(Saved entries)
# # #

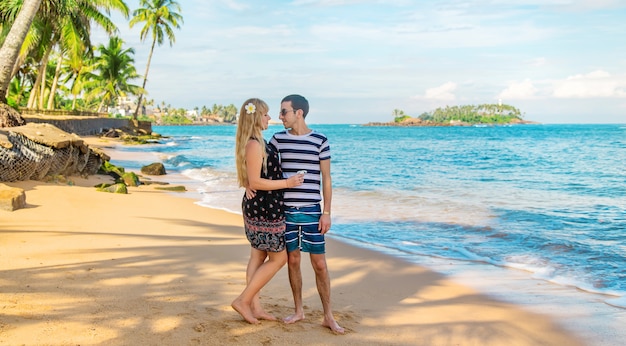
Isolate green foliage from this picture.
[393,115,411,123]
[419,104,522,124]
[391,108,411,123]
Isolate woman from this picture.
[231,98,304,323]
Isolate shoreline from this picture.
[0,137,583,345]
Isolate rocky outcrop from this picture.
[0,102,26,127]
[141,162,166,175]
[0,123,110,181]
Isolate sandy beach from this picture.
[0,137,582,346]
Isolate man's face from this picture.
[278,101,296,129]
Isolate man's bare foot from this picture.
[322,317,346,334]
[230,299,260,324]
[283,313,304,324]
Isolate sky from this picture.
[94,0,626,124]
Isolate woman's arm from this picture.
[246,140,304,191]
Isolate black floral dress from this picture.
[241,142,285,252]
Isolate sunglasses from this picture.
[280,109,296,116]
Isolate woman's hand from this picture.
[287,174,304,188]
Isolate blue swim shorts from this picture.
[285,204,326,254]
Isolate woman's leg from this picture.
[231,249,287,323]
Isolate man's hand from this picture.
[246,187,256,199]
[317,214,331,234]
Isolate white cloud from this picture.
[498,79,537,100]
[553,70,626,98]
[424,82,456,101]
[527,57,548,67]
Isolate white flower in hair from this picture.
[245,102,256,114]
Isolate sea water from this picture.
[112,124,626,344]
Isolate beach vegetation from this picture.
[418,104,522,124]
[81,37,141,112]
[129,0,183,119]
[366,103,532,126]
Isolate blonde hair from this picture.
[235,98,269,187]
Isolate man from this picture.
[270,95,344,334]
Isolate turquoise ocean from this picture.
[112,124,626,344]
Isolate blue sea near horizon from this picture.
[112,124,626,344]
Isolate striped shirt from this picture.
[270,130,330,207]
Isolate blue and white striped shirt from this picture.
[270,130,330,207]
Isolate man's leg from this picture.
[283,249,304,323]
[311,254,345,334]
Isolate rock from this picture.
[0,184,26,211]
[141,162,166,175]
[97,183,128,194]
[122,172,141,186]
[0,102,26,127]
[154,185,187,192]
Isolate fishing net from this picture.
[0,126,104,181]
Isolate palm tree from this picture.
[0,0,41,103]
[0,0,129,108]
[129,0,183,120]
[85,37,143,112]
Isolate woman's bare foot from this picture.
[283,313,304,324]
[230,299,260,324]
[252,310,276,321]
[252,299,276,321]
[322,317,346,334]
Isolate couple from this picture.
[231,95,344,334]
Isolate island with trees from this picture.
[365,103,536,126]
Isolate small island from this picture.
[364,103,537,126]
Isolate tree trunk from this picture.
[0,0,41,103]
[46,52,63,109]
[133,36,156,120]
[27,46,52,109]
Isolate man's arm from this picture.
[319,159,333,234]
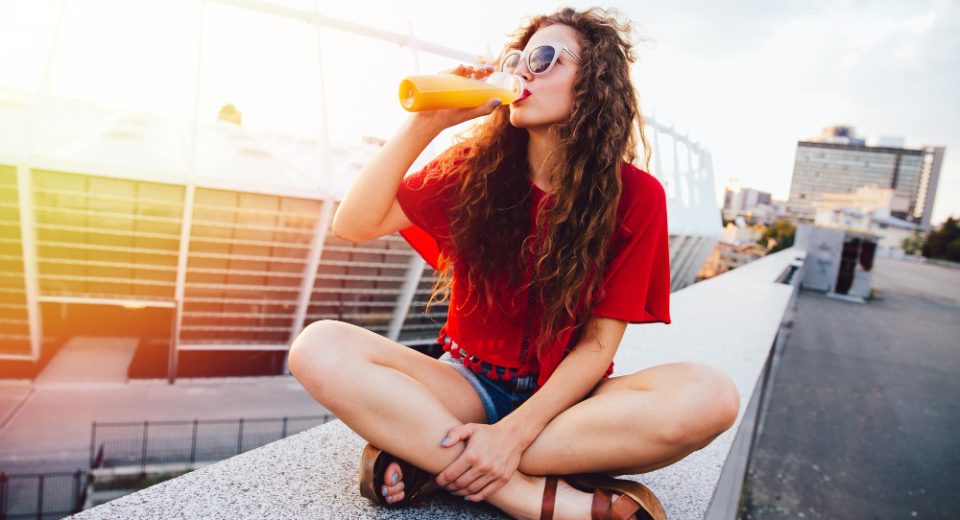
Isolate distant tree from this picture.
[903,229,925,255]
[923,217,960,262]
[757,219,797,255]
[947,238,960,262]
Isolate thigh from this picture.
[290,320,486,423]
[587,362,725,397]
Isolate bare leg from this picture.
[290,321,740,519]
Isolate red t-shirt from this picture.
[397,148,670,389]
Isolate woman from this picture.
[289,9,740,518]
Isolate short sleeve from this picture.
[593,174,670,323]
[397,146,464,269]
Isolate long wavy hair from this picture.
[427,8,650,358]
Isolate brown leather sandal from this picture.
[360,443,440,508]
[540,473,667,520]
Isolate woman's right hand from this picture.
[411,65,501,131]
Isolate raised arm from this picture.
[333,65,500,242]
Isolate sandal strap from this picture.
[540,475,557,520]
[610,495,650,520]
[590,489,613,520]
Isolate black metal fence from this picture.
[90,415,335,471]
[0,469,93,520]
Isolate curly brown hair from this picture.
[427,8,651,366]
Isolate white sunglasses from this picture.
[500,43,580,76]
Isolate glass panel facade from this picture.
[180,188,323,347]
[303,201,446,345]
[32,170,184,301]
[0,165,31,356]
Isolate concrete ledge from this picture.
[74,249,804,519]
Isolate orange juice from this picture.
[400,72,525,112]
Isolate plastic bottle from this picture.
[400,72,526,112]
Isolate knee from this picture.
[673,363,740,449]
[287,320,358,383]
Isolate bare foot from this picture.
[379,462,404,504]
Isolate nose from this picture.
[513,60,533,83]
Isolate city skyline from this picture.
[0,0,960,225]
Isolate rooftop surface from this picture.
[740,258,960,520]
[63,249,802,519]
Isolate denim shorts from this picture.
[439,352,537,424]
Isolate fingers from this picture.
[454,468,498,496]
[447,64,493,79]
[436,450,475,490]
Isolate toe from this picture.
[383,462,403,487]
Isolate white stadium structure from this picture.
[0,0,721,378]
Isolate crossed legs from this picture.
[289,320,740,518]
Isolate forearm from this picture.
[333,115,440,236]
[497,332,615,448]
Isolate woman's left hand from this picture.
[437,423,525,502]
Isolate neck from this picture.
[527,128,556,193]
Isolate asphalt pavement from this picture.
[739,259,960,520]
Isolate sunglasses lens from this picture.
[530,45,556,74]
[500,52,520,74]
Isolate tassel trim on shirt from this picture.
[438,331,531,381]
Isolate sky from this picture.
[0,0,960,228]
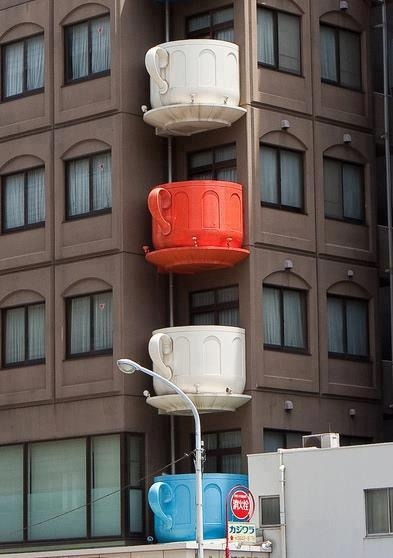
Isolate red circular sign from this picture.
[231,490,254,521]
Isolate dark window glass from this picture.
[203,430,242,473]
[64,15,111,82]
[2,303,45,366]
[1,34,44,100]
[258,7,301,74]
[323,157,364,223]
[1,167,45,233]
[187,6,234,43]
[327,296,369,358]
[263,286,307,351]
[67,152,112,219]
[364,488,393,535]
[190,285,239,327]
[259,496,280,527]
[320,25,362,89]
[66,292,112,356]
[188,144,237,182]
[263,428,310,453]
[260,145,303,210]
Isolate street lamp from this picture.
[117,358,203,558]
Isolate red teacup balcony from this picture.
[146,180,249,273]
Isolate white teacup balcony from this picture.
[147,326,251,415]
[143,39,246,136]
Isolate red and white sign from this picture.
[231,489,254,521]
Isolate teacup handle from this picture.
[149,333,172,380]
[145,46,169,95]
[147,186,172,236]
[147,482,173,530]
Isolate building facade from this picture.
[0,0,391,551]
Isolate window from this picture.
[0,434,144,543]
[64,15,111,82]
[2,34,44,101]
[263,428,310,453]
[259,145,303,211]
[66,152,112,219]
[187,6,234,43]
[328,296,369,358]
[188,144,237,182]
[263,286,307,351]
[323,157,364,223]
[258,7,301,74]
[321,25,362,90]
[2,167,45,233]
[66,292,112,357]
[190,285,239,327]
[259,496,281,527]
[2,303,45,366]
[203,430,242,473]
[364,488,393,535]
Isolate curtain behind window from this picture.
[91,436,121,537]
[27,168,45,224]
[259,145,279,204]
[0,446,23,542]
[67,159,90,217]
[28,439,86,540]
[69,296,90,354]
[3,173,25,229]
[93,293,112,351]
[92,153,112,211]
[26,35,44,91]
[4,42,23,97]
[277,13,300,73]
[280,150,303,209]
[263,287,281,345]
[339,30,361,89]
[67,23,89,79]
[5,307,26,364]
[257,8,276,66]
[91,16,111,74]
[320,26,338,82]
[283,290,306,348]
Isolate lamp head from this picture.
[117,358,140,374]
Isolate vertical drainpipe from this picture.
[277,449,287,558]
[381,0,393,398]
[165,0,176,475]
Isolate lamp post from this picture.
[117,358,203,558]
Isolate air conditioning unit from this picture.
[302,432,340,448]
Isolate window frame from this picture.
[323,156,367,225]
[64,149,113,221]
[326,293,370,362]
[0,431,146,548]
[65,289,113,360]
[185,4,235,39]
[259,142,306,214]
[258,494,281,529]
[0,165,46,234]
[0,31,45,103]
[187,142,237,180]
[364,486,393,538]
[1,300,46,369]
[262,283,309,354]
[257,4,303,77]
[188,284,240,327]
[63,11,112,86]
[319,21,363,92]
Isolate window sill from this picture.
[62,70,111,87]
[1,87,45,103]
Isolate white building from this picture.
[248,443,393,558]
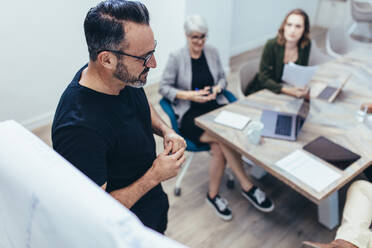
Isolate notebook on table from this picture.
[303,136,360,170]
[318,74,352,103]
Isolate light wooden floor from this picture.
[34,26,366,248]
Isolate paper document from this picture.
[275,150,341,192]
[282,62,318,87]
[214,110,251,129]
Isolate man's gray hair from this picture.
[184,15,208,35]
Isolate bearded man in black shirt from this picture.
[52,0,186,233]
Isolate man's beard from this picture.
[114,61,150,88]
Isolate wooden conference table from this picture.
[195,48,372,229]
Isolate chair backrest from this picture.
[350,0,372,22]
[159,90,237,152]
[237,58,260,99]
[309,40,333,66]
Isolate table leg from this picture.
[318,191,340,230]
[251,164,267,179]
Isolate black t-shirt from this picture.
[52,66,168,232]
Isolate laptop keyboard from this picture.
[275,115,292,136]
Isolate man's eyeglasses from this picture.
[190,34,207,40]
[98,40,157,66]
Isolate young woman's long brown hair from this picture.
[277,9,310,48]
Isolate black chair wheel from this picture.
[226,179,235,189]
[174,188,181,196]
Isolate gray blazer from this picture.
[159,45,228,124]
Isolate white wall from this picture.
[0,0,185,129]
[230,0,318,56]
[186,0,234,72]
[0,0,98,128]
[0,0,318,129]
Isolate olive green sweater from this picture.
[244,37,311,95]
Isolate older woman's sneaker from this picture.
[206,193,232,221]
[242,186,274,213]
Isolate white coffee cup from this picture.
[244,121,264,145]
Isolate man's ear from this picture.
[97,51,118,70]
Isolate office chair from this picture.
[348,0,372,43]
[160,90,237,196]
[326,27,368,58]
[236,58,260,99]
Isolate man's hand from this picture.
[282,87,309,98]
[150,143,186,183]
[186,89,213,103]
[163,130,186,154]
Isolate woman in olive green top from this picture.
[244,9,311,98]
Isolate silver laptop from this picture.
[261,99,310,140]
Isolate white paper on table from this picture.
[214,110,251,129]
[275,149,341,192]
[0,121,184,248]
[282,62,318,88]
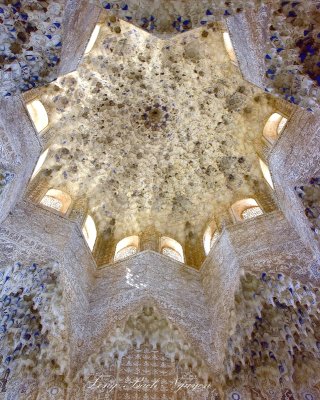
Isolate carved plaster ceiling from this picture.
[35,18,272,241]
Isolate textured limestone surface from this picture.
[98,0,261,37]
[0,0,63,96]
[35,18,272,241]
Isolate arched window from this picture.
[84,24,101,54]
[114,236,139,261]
[263,113,288,144]
[223,32,237,64]
[82,215,97,251]
[40,189,72,214]
[160,236,184,263]
[31,149,49,179]
[203,221,220,256]
[259,160,274,189]
[27,100,49,132]
[231,199,263,222]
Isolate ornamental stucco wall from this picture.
[269,110,320,258]
[0,96,41,222]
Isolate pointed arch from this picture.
[231,198,263,222]
[82,215,97,251]
[40,189,72,214]
[27,100,49,133]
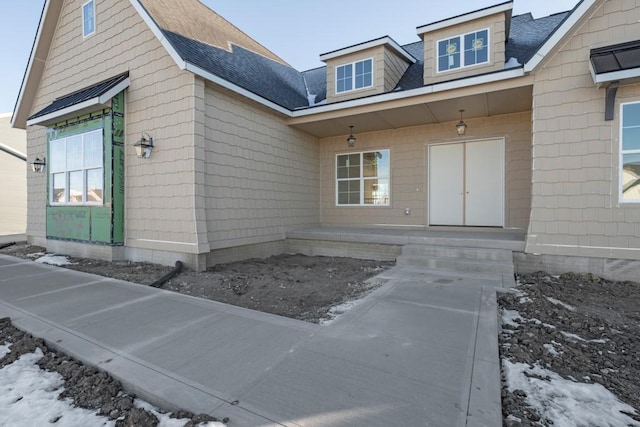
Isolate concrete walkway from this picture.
[0,255,502,427]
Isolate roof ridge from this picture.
[138,0,291,67]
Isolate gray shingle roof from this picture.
[163,30,308,110]
[505,12,570,64]
[162,12,570,110]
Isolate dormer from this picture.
[417,1,513,85]
[320,36,417,103]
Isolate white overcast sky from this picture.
[0,0,579,113]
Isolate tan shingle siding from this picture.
[29,0,198,253]
[527,0,640,259]
[205,86,319,249]
[320,112,531,227]
[423,13,508,85]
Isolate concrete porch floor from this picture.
[287,226,527,252]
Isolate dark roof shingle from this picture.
[27,73,129,120]
[163,30,308,110]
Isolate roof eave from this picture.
[524,0,598,73]
[292,68,525,118]
[129,0,298,117]
[27,78,129,126]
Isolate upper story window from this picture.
[620,102,640,203]
[49,129,104,205]
[438,29,489,72]
[336,58,373,93]
[336,150,390,206]
[82,0,96,37]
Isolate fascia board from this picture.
[592,68,640,85]
[524,0,598,73]
[416,2,513,36]
[292,68,525,118]
[98,77,130,104]
[27,96,106,126]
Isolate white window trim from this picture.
[435,28,491,74]
[80,0,97,39]
[47,128,105,206]
[334,148,391,208]
[618,101,640,204]
[333,57,375,95]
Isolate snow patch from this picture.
[504,56,522,69]
[502,359,640,427]
[320,301,357,326]
[0,344,11,359]
[0,349,115,426]
[502,309,522,328]
[543,344,560,357]
[36,255,72,266]
[133,399,227,427]
[0,345,227,427]
[560,331,609,344]
[546,297,576,311]
[27,252,46,258]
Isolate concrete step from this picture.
[396,255,513,274]
[402,245,513,263]
[396,245,514,287]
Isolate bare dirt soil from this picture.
[0,244,395,426]
[498,272,640,427]
[0,243,395,323]
[0,317,228,427]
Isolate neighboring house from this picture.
[13,0,640,278]
[0,113,27,237]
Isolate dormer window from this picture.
[438,29,489,72]
[82,0,96,37]
[336,58,373,93]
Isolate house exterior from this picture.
[12,0,640,278]
[0,113,27,237]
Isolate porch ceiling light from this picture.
[456,110,467,136]
[31,157,47,173]
[133,132,153,159]
[347,126,356,148]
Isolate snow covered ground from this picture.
[501,293,640,427]
[0,345,225,427]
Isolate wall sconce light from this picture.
[133,132,153,159]
[31,157,47,173]
[347,126,356,148]
[456,110,467,136]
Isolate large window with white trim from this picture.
[620,102,640,203]
[336,58,373,93]
[82,0,96,37]
[336,150,391,206]
[48,129,104,205]
[437,29,489,72]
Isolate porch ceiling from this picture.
[291,86,532,138]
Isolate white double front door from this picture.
[428,139,504,227]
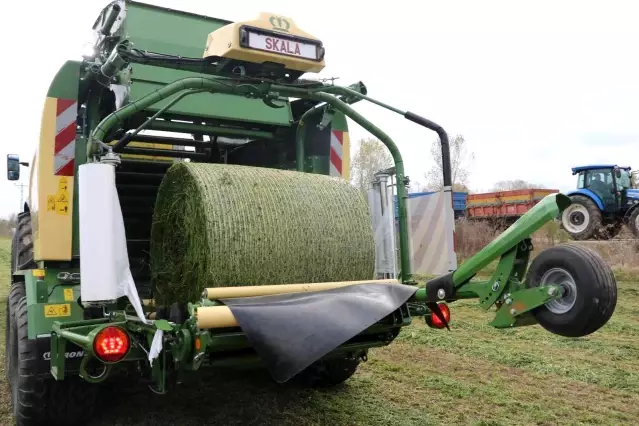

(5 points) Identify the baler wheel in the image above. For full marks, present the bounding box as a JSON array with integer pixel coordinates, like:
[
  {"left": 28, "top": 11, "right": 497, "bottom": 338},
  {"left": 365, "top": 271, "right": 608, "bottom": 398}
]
[
  {"left": 6, "top": 292, "right": 97, "bottom": 426},
  {"left": 526, "top": 244, "right": 617, "bottom": 337},
  {"left": 297, "top": 358, "right": 360, "bottom": 388},
  {"left": 4, "top": 282, "right": 25, "bottom": 388}
]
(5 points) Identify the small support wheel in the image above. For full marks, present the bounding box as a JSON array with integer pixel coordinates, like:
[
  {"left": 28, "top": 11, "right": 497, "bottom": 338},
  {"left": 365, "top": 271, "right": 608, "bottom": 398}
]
[
  {"left": 526, "top": 244, "right": 617, "bottom": 337},
  {"left": 628, "top": 207, "right": 639, "bottom": 238},
  {"left": 296, "top": 357, "right": 360, "bottom": 388}
]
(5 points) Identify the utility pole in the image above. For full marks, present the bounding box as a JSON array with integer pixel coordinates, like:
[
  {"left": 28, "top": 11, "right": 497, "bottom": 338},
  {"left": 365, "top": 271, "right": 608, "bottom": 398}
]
[{"left": 14, "top": 182, "right": 27, "bottom": 213}]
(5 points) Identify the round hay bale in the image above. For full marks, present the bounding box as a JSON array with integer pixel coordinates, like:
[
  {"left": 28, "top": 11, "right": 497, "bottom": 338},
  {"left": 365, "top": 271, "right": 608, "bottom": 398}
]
[{"left": 151, "top": 163, "right": 375, "bottom": 305}]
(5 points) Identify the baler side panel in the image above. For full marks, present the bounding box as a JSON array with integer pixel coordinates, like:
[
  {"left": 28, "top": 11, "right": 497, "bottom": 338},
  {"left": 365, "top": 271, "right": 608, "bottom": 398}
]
[
  {"left": 124, "top": 2, "right": 231, "bottom": 59},
  {"left": 30, "top": 61, "right": 80, "bottom": 261}
]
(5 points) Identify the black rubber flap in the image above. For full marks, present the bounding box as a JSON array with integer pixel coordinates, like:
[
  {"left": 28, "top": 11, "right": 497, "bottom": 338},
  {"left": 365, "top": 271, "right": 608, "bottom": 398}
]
[{"left": 221, "top": 283, "right": 417, "bottom": 383}]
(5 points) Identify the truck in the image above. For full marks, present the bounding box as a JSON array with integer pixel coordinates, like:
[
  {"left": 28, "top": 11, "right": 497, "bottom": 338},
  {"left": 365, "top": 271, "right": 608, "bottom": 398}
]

# # #

**CHALLENGE**
Copy the items from the start through the line with "[231,249,287,323]", replacing "Isolate" with "Extract" and keeping everything else the same. Do not include the pictures.

**WRITTEN RESPONSE**
Extract green foliage from this picture.
[393,115,411,123]
[419,104,522,124]
[391,108,411,123]
Extract woman from this picture.
[231,98,304,323]
Extract shoreline from this picture.
[0,137,583,345]
Extract rocky outcrop from this picture.
[0,102,26,127]
[141,162,166,175]
[0,123,110,181]
Extract sandy beach from this picture.
[0,137,582,346]
Extract man's face from this picture.
[278,101,296,129]
Extract man's bare foot from this picture.
[322,317,346,334]
[230,299,260,324]
[283,313,304,324]
Extract sky from this picture.
[94,0,626,124]
Extract woman's arm from this picture.
[246,140,304,191]
Extract black floral dress from this picture.
[241,142,285,252]
Extract sunglasses from this picture.
[280,109,296,116]
Extract woman's hand from this picture.
[287,174,304,188]
Extract blue swim shorts from this picture.
[285,204,326,254]
Extract woman's leg from this picture.
[231,249,287,323]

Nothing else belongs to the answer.